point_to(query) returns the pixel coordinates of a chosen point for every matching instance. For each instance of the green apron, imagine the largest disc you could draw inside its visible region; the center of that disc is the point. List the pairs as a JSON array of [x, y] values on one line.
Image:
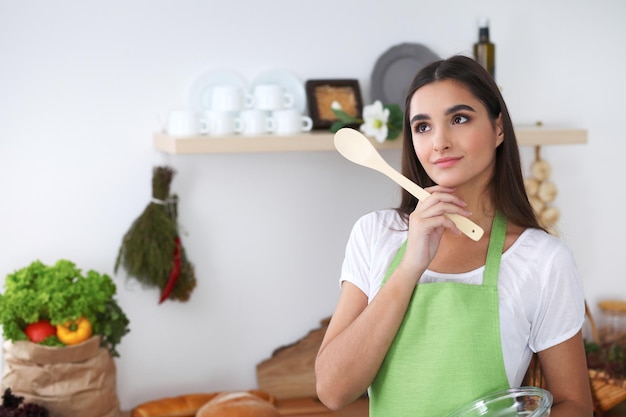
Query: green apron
[[448, 350]]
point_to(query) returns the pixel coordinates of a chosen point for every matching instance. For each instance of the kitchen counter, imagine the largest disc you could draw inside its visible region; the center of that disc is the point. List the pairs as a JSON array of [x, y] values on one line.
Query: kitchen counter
[[312, 408]]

WRITTEN EXERCISE - Rewrite the data from the line containing "of the kitchen" through the end of the data, keeping every line including the requests, but multiply each coordinate in the answers by 0.75 and round to the nearest whole number, with halves rounded up.

SOLVED EXERCISE -
point_to(query) returns the pixel coordinates of a chosen point for every matching instance. For each instance of the kitchen counter, imagine the largest disc you could draw inside its visible region; the center of that disc is the point. List the pairs as a JSON array of [x, y] values on one line.
Query: kitchen counter
[[234, 306]]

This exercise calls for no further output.